ТЕКСТ:
* * *
Был писатель, фамилия которого представляла собой классический оксюморон: Шолохов-Синявский. Других достоинств у него не было, потому прочно забыт. Его и при жизни-то знали по справочнику Союза писателей.
* * *
При всей хаотичности и бессистемности сталинских репрессий, уничтожены были лучшие и в крестьянстве, и в интеллигенции. Основной принцип истребительной политики содержится в древнегреческом мифе о Прокрусте – самой выдающейся посредственности среди богов и героев.
Каким чудом уцелели мои родители? Таким же, как Сигизмунд Кржижановский. Никто ведь не знал о его крамольных рукописях. Отец боялся оставить свои размышления на бумаге – это же вещдок! Его ранняя смерть – результат войны и еженощных страхов до нее и после. Слабый и избалованный в детстве, очень уж был склонен к истерии, упиравшейся в скальный мамин характер. Да и профессия – на тончайшем нерве. Мама его не понимала, не знала, как с ним обращаться. И до самой смерти терзала себя мучениями совести. Быть бы такой женой, какой стала вдовой! Мудрость обходится дорого.
Как они не берегли друг друга, как изводили себя сценами, конфликтами, не стоящими выеденного яйца!

ЗАДАНИЕ A: Подсчитайте, в скольких строках записей встречается слово "sleeveless", учитывая регистр. В ответе дайте только число.

ЗАПИСИ:
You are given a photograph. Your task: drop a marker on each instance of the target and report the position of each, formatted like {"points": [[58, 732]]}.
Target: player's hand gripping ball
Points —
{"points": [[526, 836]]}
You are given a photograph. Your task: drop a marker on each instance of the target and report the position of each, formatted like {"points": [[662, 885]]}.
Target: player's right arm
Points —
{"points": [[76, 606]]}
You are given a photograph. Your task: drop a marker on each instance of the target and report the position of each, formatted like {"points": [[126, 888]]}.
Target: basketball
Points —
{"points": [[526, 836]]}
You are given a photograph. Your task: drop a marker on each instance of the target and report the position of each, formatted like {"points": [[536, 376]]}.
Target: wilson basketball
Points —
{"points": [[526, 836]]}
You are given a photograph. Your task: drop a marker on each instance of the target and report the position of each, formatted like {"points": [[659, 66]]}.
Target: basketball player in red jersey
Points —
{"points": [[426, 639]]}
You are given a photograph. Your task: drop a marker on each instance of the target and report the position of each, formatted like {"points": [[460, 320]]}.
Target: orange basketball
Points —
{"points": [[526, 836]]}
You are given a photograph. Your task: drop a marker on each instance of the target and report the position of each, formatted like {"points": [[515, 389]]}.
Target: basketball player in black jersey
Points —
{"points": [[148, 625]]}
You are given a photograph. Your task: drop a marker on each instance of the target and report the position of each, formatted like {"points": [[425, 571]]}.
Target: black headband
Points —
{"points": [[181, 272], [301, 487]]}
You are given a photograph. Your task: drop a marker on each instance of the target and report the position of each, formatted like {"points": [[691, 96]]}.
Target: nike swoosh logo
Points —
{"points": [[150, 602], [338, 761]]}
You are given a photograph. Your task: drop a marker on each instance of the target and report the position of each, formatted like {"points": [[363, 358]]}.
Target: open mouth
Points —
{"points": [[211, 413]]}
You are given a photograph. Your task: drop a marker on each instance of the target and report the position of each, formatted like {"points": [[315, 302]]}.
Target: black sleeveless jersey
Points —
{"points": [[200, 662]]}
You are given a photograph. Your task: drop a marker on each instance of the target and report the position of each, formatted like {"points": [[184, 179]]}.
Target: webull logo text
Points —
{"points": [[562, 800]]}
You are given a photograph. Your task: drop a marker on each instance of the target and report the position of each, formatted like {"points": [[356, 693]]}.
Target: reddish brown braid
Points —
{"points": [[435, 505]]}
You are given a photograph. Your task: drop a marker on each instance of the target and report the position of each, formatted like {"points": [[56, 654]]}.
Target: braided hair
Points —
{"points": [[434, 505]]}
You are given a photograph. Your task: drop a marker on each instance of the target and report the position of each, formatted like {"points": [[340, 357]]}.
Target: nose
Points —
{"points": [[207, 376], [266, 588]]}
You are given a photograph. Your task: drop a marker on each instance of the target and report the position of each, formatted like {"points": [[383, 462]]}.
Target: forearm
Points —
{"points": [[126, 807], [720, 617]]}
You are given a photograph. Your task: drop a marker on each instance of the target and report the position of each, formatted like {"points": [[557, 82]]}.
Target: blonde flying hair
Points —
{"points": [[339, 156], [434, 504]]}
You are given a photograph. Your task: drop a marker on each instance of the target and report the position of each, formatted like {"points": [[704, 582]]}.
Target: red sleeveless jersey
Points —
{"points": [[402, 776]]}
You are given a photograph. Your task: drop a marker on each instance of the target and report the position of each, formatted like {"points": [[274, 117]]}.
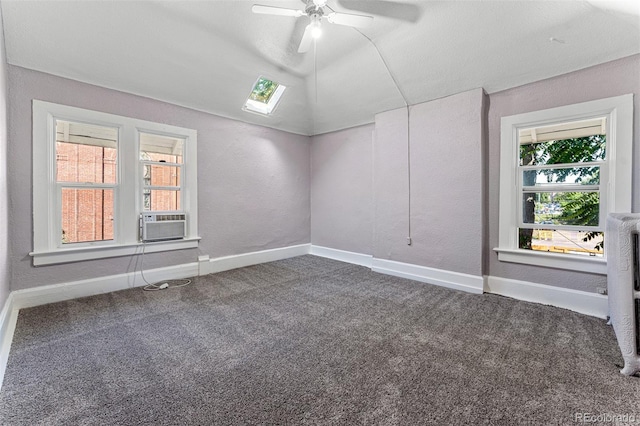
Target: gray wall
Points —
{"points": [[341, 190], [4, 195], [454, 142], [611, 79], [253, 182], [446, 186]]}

* * *

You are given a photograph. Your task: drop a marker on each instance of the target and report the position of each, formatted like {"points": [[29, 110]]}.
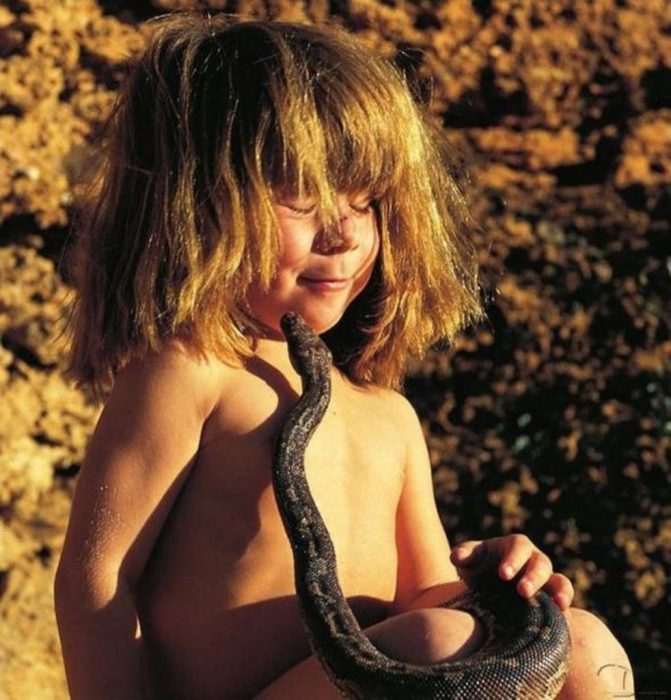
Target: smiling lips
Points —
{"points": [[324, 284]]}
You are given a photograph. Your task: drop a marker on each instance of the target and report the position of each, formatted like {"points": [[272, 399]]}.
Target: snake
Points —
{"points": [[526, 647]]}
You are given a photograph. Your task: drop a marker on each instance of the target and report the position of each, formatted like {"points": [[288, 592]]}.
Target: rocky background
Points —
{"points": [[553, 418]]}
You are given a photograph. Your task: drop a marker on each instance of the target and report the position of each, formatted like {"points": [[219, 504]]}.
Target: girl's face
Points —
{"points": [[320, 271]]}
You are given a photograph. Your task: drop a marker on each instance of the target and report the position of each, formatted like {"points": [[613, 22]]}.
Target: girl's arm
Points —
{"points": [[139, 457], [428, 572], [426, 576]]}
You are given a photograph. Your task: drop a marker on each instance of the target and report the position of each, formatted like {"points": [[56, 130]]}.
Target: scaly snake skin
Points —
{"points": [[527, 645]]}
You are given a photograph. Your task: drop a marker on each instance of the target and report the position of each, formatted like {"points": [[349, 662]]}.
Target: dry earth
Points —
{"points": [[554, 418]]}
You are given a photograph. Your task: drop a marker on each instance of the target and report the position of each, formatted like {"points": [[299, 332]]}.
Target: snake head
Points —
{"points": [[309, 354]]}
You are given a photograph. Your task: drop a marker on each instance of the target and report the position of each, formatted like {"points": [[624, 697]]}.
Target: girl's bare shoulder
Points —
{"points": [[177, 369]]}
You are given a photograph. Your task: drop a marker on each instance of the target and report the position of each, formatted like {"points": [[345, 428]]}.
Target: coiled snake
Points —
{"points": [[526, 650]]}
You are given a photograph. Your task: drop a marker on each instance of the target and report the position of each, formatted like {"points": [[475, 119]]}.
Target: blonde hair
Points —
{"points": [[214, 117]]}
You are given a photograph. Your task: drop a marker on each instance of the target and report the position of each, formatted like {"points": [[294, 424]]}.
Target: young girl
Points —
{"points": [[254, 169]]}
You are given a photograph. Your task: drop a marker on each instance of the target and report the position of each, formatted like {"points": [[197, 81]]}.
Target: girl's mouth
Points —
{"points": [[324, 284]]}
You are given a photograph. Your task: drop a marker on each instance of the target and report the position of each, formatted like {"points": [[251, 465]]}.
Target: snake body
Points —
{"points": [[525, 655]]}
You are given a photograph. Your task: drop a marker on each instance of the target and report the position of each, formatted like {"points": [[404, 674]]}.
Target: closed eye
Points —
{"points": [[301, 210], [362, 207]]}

ЗАДАНИЕ B: Продолжите текст о сталинских репрессиях и родителях сразу после его последнего предложения.

ОТВЕТ A: 2

ОТВЕТ B:
* * *
За Пушкиным осталось 90 тысяч долгу. Царь оплатил с надеждой окупить посмертным изданием, а оно – не разошлось, казне полный убыток. И удивляться тут нечему, кроме того обстоятельства, что при поголовной грамотности населения потребность в Пушкине ощущается едва ли больше, чем одним процентом, как и в год его кончины. И это – Пушкин. Что ж говорить о каком-то Холмогорове? Дядя Коля в свое время вычитал у Шеллер-Михайлова персонаж – писатель Холмогоров. Кто сейчас помнит этого Шеллер-Михайлова, которым зачитывались в конце XIX века? Программа моего компьютера его знать не знает и подчеркивает красным.
Классический образец романа с трагическим концом – это дневник, какой бы скучный, или, наоборот, фонтанирующий остротами он ни был. Редко кто печатает свои дневники при жизни. Как бы ты ни был кокетлив, непременно ведь сболтнешь что-нибудь позорящее. Автор умирает, и читатель, видя дату, просчитывает, сколько осталось: автору жить, а мне – читать. Даже если прожит Мафусаилов век.
* * *
Вчера в лесу жалел об отсутствии бумаги и ручки. Рассуждал о силе литературы в формировании личности писателя. Ильф и Петров в «Двенадцати стульях» – советские фельетонисты-зубоскалы. Спустя всего четыре года – печальные сатирики. Они уже тогда увидели, как коррупция пожирает государство изнутри. Государство, по счастью для авторов (но не для читателей), спохватилось уже после смерти обоих писателей, в 1949 году. Сочинение «реабилитировали» только в 1955-м и то лишь частично: избавиться от купюр удалось лет тридцать пять спустя, после перестройки. Я помню свои изумления: в 1955 году сосед Витя дал почитать издание 1949 года, по которому потом прошлись катком постановления ЦК. А через год прочитал новое разрешенное, под конвоем К. Симонова, и не обнаружил многих запомнившихся шуточек.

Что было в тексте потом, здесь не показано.